▶ **EXERCISE**
In the material below, repeat only the lines from the one that holds "detect:street lamp" through the final line, exactly as they stand.

[Image region labeling entries]
********************

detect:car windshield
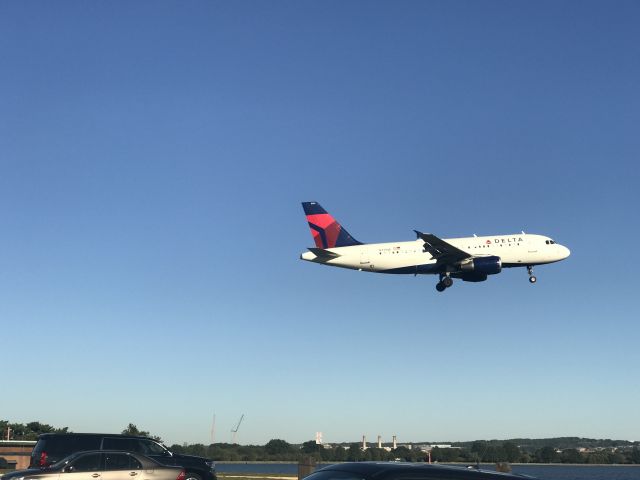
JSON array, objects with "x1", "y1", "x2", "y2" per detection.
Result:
[{"x1": 304, "y1": 470, "x2": 364, "y2": 480}]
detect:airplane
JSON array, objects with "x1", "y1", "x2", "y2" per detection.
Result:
[{"x1": 300, "y1": 202, "x2": 571, "y2": 292}]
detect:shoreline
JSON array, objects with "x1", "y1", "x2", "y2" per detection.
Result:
[{"x1": 215, "y1": 460, "x2": 640, "y2": 466}]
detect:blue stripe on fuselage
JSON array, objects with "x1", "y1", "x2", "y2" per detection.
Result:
[{"x1": 378, "y1": 263, "x2": 441, "y2": 275}]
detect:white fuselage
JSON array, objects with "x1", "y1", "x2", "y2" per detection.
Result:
[{"x1": 300, "y1": 233, "x2": 570, "y2": 273}]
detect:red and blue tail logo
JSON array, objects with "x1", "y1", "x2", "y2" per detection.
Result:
[{"x1": 302, "y1": 202, "x2": 362, "y2": 248}]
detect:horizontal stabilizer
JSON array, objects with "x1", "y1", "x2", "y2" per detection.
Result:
[{"x1": 309, "y1": 248, "x2": 340, "y2": 258}]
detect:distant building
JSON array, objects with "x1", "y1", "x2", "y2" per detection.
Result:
[{"x1": 0, "y1": 440, "x2": 36, "y2": 470}]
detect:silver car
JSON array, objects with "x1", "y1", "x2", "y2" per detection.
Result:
[{"x1": 0, "y1": 450, "x2": 185, "y2": 480}]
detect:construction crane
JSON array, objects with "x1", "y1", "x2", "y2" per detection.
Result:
[{"x1": 231, "y1": 413, "x2": 244, "y2": 443}]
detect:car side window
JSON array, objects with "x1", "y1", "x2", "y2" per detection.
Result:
[
  {"x1": 67, "y1": 453, "x2": 102, "y2": 472},
  {"x1": 102, "y1": 437, "x2": 137, "y2": 452},
  {"x1": 104, "y1": 453, "x2": 142, "y2": 471},
  {"x1": 135, "y1": 440, "x2": 167, "y2": 455}
]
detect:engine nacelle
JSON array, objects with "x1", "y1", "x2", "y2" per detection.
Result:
[{"x1": 460, "y1": 255, "x2": 502, "y2": 276}]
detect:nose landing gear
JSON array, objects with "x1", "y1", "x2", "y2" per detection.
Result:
[
  {"x1": 527, "y1": 265, "x2": 537, "y2": 283},
  {"x1": 436, "y1": 273, "x2": 453, "y2": 292}
]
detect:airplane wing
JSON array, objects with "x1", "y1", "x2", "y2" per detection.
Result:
[{"x1": 414, "y1": 230, "x2": 472, "y2": 264}]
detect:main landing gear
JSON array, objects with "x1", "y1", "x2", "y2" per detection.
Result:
[
  {"x1": 436, "y1": 273, "x2": 453, "y2": 292},
  {"x1": 527, "y1": 265, "x2": 537, "y2": 283}
]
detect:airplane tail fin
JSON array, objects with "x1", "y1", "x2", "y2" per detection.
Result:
[{"x1": 302, "y1": 202, "x2": 362, "y2": 249}]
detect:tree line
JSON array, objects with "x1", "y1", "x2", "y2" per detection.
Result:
[
  {"x1": 171, "y1": 439, "x2": 640, "y2": 464},
  {"x1": 0, "y1": 420, "x2": 640, "y2": 464}
]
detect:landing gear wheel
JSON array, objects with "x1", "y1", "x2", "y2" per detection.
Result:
[{"x1": 527, "y1": 265, "x2": 537, "y2": 283}]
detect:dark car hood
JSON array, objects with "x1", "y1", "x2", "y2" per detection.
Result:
[{"x1": 0, "y1": 468, "x2": 47, "y2": 480}]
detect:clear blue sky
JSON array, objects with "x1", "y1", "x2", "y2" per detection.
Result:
[{"x1": 0, "y1": 1, "x2": 640, "y2": 443}]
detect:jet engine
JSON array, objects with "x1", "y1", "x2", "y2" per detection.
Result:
[{"x1": 460, "y1": 255, "x2": 502, "y2": 278}]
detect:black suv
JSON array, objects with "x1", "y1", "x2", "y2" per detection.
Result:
[{"x1": 29, "y1": 433, "x2": 217, "y2": 480}]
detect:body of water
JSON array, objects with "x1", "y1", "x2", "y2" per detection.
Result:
[{"x1": 216, "y1": 462, "x2": 640, "y2": 480}]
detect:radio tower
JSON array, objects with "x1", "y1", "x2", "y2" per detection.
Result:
[
  {"x1": 211, "y1": 413, "x2": 216, "y2": 445},
  {"x1": 231, "y1": 413, "x2": 244, "y2": 443}
]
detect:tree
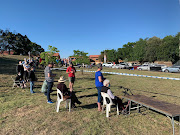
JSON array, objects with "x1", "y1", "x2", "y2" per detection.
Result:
[
  {"x1": 70, "y1": 50, "x2": 90, "y2": 64},
  {"x1": 0, "y1": 30, "x2": 44, "y2": 55},
  {"x1": 40, "y1": 45, "x2": 59, "y2": 65}
]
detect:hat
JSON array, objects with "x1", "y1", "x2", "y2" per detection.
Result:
[
  {"x1": 103, "y1": 79, "x2": 110, "y2": 86},
  {"x1": 58, "y1": 76, "x2": 66, "y2": 82}
]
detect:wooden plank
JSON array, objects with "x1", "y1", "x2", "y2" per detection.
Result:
[{"x1": 122, "y1": 95, "x2": 180, "y2": 117}]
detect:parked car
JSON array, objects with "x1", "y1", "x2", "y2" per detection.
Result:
[
  {"x1": 102, "y1": 62, "x2": 114, "y2": 67},
  {"x1": 162, "y1": 66, "x2": 180, "y2": 73},
  {"x1": 137, "y1": 64, "x2": 151, "y2": 71}
]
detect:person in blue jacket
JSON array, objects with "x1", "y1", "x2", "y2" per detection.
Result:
[{"x1": 95, "y1": 64, "x2": 105, "y2": 111}]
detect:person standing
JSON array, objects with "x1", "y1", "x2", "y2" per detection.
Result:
[
  {"x1": 29, "y1": 67, "x2": 36, "y2": 93},
  {"x1": 16, "y1": 60, "x2": 24, "y2": 80},
  {"x1": 66, "y1": 63, "x2": 76, "y2": 92},
  {"x1": 44, "y1": 63, "x2": 56, "y2": 104},
  {"x1": 95, "y1": 64, "x2": 105, "y2": 111},
  {"x1": 57, "y1": 76, "x2": 81, "y2": 108},
  {"x1": 23, "y1": 62, "x2": 30, "y2": 83}
]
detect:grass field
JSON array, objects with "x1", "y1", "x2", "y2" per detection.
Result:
[{"x1": 0, "y1": 56, "x2": 180, "y2": 135}]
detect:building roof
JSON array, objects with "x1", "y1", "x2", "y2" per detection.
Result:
[{"x1": 89, "y1": 55, "x2": 100, "y2": 58}]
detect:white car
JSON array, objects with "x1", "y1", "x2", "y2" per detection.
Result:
[
  {"x1": 162, "y1": 66, "x2": 180, "y2": 73},
  {"x1": 137, "y1": 64, "x2": 151, "y2": 71},
  {"x1": 102, "y1": 62, "x2": 114, "y2": 67}
]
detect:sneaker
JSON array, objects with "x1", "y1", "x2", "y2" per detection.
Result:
[{"x1": 47, "y1": 101, "x2": 53, "y2": 104}]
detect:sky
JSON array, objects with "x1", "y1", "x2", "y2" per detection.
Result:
[{"x1": 0, "y1": 0, "x2": 180, "y2": 58}]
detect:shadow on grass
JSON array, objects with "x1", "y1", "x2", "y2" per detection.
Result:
[{"x1": 79, "y1": 103, "x2": 97, "y2": 109}]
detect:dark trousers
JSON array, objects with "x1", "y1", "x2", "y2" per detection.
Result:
[{"x1": 44, "y1": 82, "x2": 53, "y2": 101}]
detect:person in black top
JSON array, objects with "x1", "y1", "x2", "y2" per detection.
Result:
[
  {"x1": 57, "y1": 76, "x2": 81, "y2": 108},
  {"x1": 29, "y1": 67, "x2": 37, "y2": 93}
]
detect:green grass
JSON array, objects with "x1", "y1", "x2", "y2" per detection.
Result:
[{"x1": 0, "y1": 56, "x2": 180, "y2": 135}]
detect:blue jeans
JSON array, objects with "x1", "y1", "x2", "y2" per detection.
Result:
[
  {"x1": 96, "y1": 87, "x2": 102, "y2": 103},
  {"x1": 30, "y1": 81, "x2": 34, "y2": 93},
  {"x1": 44, "y1": 82, "x2": 53, "y2": 101}
]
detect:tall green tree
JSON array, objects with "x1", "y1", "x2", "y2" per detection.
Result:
[{"x1": 40, "y1": 45, "x2": 59, "y2": 65}]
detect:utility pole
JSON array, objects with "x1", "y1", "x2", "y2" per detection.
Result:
[{"x1": 179, "y1": 36, "x2": 180, "y2": 59}]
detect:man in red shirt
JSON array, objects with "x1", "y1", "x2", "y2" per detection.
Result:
[{"x1": 66, "y1": 63, "x2": 76, "y2": 92}]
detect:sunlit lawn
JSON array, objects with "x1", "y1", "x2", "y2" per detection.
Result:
[{"x1": 0, "y1": 56, "x2": 180, "y2": 135}]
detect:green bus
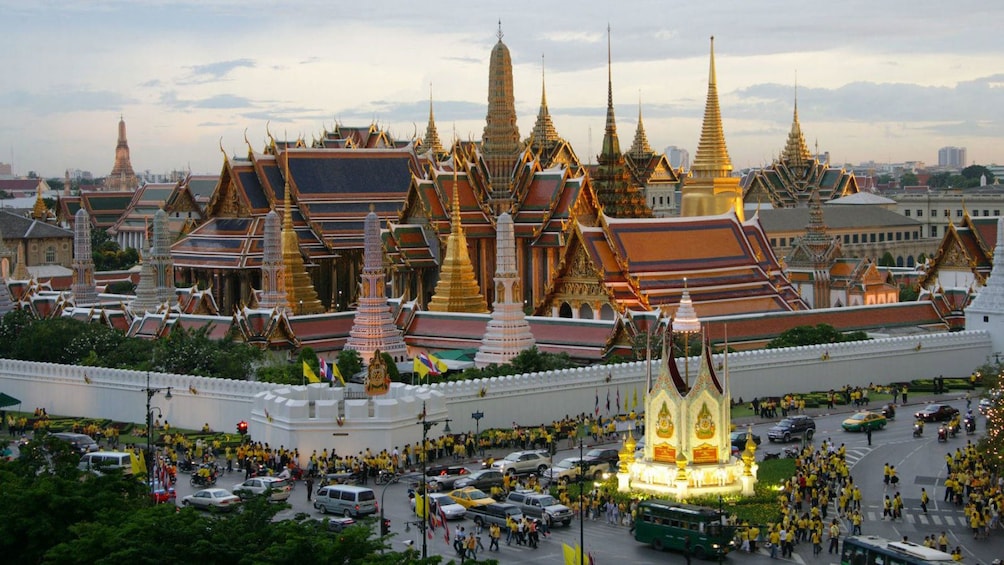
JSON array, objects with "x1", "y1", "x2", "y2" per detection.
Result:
[
  {"x1": 635, "y1": 499, "x2": 736, "y2": 559},
  {"x1": 840, "y1": 536, "x2": 952, "y2": 565}
]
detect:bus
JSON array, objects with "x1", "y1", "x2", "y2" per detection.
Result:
[
  {"x1": 840, "y1": 536, "x2": 953, "y2": 565},
  {"x1": 635, "y1": 499, "x2": 736, "y2": 559}
]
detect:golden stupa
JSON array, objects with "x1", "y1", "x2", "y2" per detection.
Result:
[
  {"x1": 429, "y1": 155, "x2": 488, "y2": 314},
  {"x1": 680, "y1": 37, "x2": 744, "y2": 221},
  {"x1": 282, "y1": 149, "x2": 324, "y2": 314}
]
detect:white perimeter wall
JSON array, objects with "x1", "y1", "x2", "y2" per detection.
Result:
[{"x1": 0, "y1": 331, "x2": 993, "y2": 455}]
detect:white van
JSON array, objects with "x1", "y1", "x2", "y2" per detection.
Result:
[
  {"x1": 76, "y1": 452, "x2": 133, "y2": 475},
  {"x1": 314, "y1": 485, "x2": 379, "y2": 518}
]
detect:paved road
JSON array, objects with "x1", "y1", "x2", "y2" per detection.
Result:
[{"x1": 99, "y1": 396, "x2": 1004, "y2": 564}]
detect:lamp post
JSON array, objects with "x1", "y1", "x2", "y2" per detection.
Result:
[
  {"x1": 575, "y1": 421, "x2": 589, "y2": 565},
  {"x1": 415, "y1": 400, "x2": 453, "y2": 561},
  {"x1": 471, "y1": 410, "x2": 485, "y2": 456},
  {"x1": 144, "y1": 370, "x2": 171, "y2": 504}
]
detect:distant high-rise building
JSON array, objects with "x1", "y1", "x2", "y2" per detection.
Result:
[
  {"x1": 938, "y1": 147, "x2": 966, "y2": 169},
  {"x1": 666, "y1": 146, "x2": 690, "y2": 170}
]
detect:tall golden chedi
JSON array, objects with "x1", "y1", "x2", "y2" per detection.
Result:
[
  {"x1": 680, "y1": 37, "x2": 745, "y2": 222},
  {"x1": 104, "y1": 115, "x2": 140, "y2": 192},
  {"x1": 592, "y1": 26, "x2": 652, "y2": 218},
  {"x1": 429, "y1": 154, "x2": 488, "y2": 314},
  {"x1": 282, "y1": 149, "x2": 324, "y2": 315},
  {"x1": 481, "y1": 21, "x2": 523, "y2": 215}
]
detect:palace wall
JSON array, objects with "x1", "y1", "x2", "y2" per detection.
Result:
[{"x1": 0, "y1": 331, "x2": 993, "y2": 458}]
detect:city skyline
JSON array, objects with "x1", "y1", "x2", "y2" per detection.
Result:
[{"x1": 0, "y1": 0, "x2": 1004, "y2": 177}]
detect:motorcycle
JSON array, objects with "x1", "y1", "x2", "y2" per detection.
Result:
[{"x1": 375, "y1": 469, "x2": 401, "y2": 485}]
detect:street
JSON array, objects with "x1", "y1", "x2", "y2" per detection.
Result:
[{"x1": 156, "y1": 391, "x2": 1004, "y2": 564}]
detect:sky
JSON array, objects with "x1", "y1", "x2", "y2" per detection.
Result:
[{"x1": 0, "y1": 0, "x2": 1004, "y2": 178}]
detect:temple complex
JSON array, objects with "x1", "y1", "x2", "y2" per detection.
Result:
[
  {"x1": 345, "y1": 206, "x2": 405, "y2": 364},
  {"x1": 281, "y1": 153, "x2": 324, "y2": 315},
  {"x1": 617, "y1": 291, "x2": 757, "y2": 500},
  {"x1": 591, "y1": 26, "x2": 652, "y2": 218},
  {"x1": 71, "y1": 208, "x2": 97, "y2": 306},
  {"x1": 429, "y1": 161, "x2": 488, "y2": 314},
  {"x1": 918, "y1": 210, "x2": 999, "y2": 328},
  {"x1": 474, "y1": 213, "x2": 535, "y2": 367},
  {"x1": 680, "y1": 37, "x2": 744, "y2": 222},
  {"x1": 742, "y1": 90, "x2": 857, "y2": 208},
  {"x1": 103, "y1": 116, "x2": 140, "y2": 192},
  {"x1": 258, "y1": 210, "x2": 289, "y2": 312}
]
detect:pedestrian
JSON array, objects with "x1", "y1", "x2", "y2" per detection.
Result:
[{"x1": 826, "y1": 518, "x2": 840, "y2": 554}]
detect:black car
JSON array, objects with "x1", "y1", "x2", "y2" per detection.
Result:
[
  {"x1": 914, "y1": 404, "x2": 959, "y2": 421},
  {"x1": 426, "y1": 465, "x2": 471, "y2": 492},
  {"x1": 732, "y1": 430, "x2": 760, "y2": 452},
  {"x1": 584, "y1": 449, "x2": 620, "y2": 471},
  {"x1": 767, "y1": 415, "x2": 815, "y2": 443}
]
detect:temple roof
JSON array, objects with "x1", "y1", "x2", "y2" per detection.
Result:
[
  {"x1": 172, "y1": 144, "x2": 421, "y2": 269},
  {"x1": 547, "y1": 212, "x2": 806, "y2": 316}
]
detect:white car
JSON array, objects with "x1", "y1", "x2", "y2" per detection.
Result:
[
  {"x1": 409, "y1": 493, "x2": 467, "y2": 520},
  {"x1": 234, "y1": 477, "x2": 293, "y2": 502},
  {"x1": 182, "y1": 489, "x2": 241, "y2": 512}
]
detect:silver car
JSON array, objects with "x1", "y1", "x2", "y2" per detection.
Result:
[{"x1": 182, "y1": 489, "x2": 241, "y2": 512}]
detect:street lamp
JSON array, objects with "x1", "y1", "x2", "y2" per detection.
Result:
[
  {"x1": 575, "y1": 421, "x2": 589, "y2": 565},
  {"x1": 144, "y1": 370, "x2": 171, "y2": 504},
  {"x1": 471, "y1": 410, "x2": 485, "y2": 456},
  {"x1": 415, "y1": 400, "x2": 453, "y2": 561}
]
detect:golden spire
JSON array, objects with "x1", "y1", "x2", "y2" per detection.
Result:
[
  {"x1": 422, "y1": 82, "x2": 443, "y2": 157},
  {"x1": 276, "y1": 149, "x2": 324, "y2": 314},
  {"x1": 429, "y1": 152, "x2": 488, "y2": 314},
  {"x1": 680, "y1": 36, "x2": 744, "y2": 221},
  {"x1": 628, "y1": 91, "x2": 655, "y2": 160},
  {"x1": 781, "y1": 78, "x2": 812, "y2": 167},
  {"x1": 530, "y1": 55, "x2": 559, "y2": 150},
  {"x1": 31, "y1": 183, "x2": 49, "y2": 222}
]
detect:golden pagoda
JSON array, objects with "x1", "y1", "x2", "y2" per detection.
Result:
[
  {"x1": 282, "y1": 151, "x2": 324, "y2": 314},
  {"x1": 429, "y1": 155, "x2": 488, "y2": 314},
  {"x1": 680, "y1": 37, "x2": 744, "y2": 221}
]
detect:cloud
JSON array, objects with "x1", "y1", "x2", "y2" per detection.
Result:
[
  {"x1": 0, "y1": 85, "x2": 136, "y2": 115},
  {"x1": 185, "y1": 58, "x2": 255, "y2": 83}
]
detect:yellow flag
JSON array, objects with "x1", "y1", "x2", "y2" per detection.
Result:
[
  {"x1": 303, "y1": 361, "x2": 320, "y2": 382},
  {"x1": 328, "y1": 363, "x2": 345, "y2": 386}
]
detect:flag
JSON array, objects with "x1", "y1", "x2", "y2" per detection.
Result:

********************

▶ **FINISHED ANSWER**
detect:street lamp
JSON array, objects with "x1", "y1", "x2", "y2" per detection.
Result:
[
  {"x1": 575, "y1": 421, "x2": 589, "y2": 565},
  {"x1": 144, "y1": 370, "x2": 171, "y2": 504},
  {"x1": 471, "y1": 410, "x2": 485, "y2": 456},
  {"x1": 415, "y1": 400, "x2": 453, "y2": 561}
]
detect:golden spire
JSON array, objects with "x1", "y1", "x2", "y2" per detection.
Result:
[
  {"x1": 422, "y1": 82, "x2": 443, "y2": 157},
  {"x1": 276, "y1": 149, "x2": 324, "y2": 314},
  {"x1": 429, "y1": 152, "x2": 488, "y2": 314},
  {"x1": 680, "y1": 36, "x2": 744, "y2": 221},
  {"x1": 628, "y1": 91, "x2": 655, "y2": 160},
  {"x1": 781, "y1": 78, "x2": 812, "y2": 167},
  {"x1": 530, "y1": 55, "x2": 559, "y2": 150},
  {"x1": 31, "y1": 183, "x2": 49, "y2": 222}
]
detect:golden pagoda
JSON array, objects with "x1", "y1", "x2", "y2" per detection.
Result:
[
  {"x1": 282, "y1": 151, "x2": 324, "y2": 314},
  {"x1": 429, "y1": 155, "x2": 488, "y2": 314},
  {"x1": 680, "y1": 37, "x2": 744, "y2": 221}
]
detect:cloud
JSON array, objects with "x1", "y1", "x2", "y2" per detection.
Result:
[
  {"x1": 0, "y1": 85, "x2": 136, "y2": 115},
  {"x1": 185, "y1": 58, "x2": 255, "y2": 83}
]
detect:yellow flag
JSON array, objects with "x1", "y1", "x2", "y2" per detection.
Result:
[
  {"x1": 303, "y1": 361, "x2": 320, "y2": 382},
  {"x1": 328, "y1": 363, "x2": 345, "y2": 386}
]
detect:flag
JSON array, objects with "x1", "y1", "x2", "y2" per detection.
Result:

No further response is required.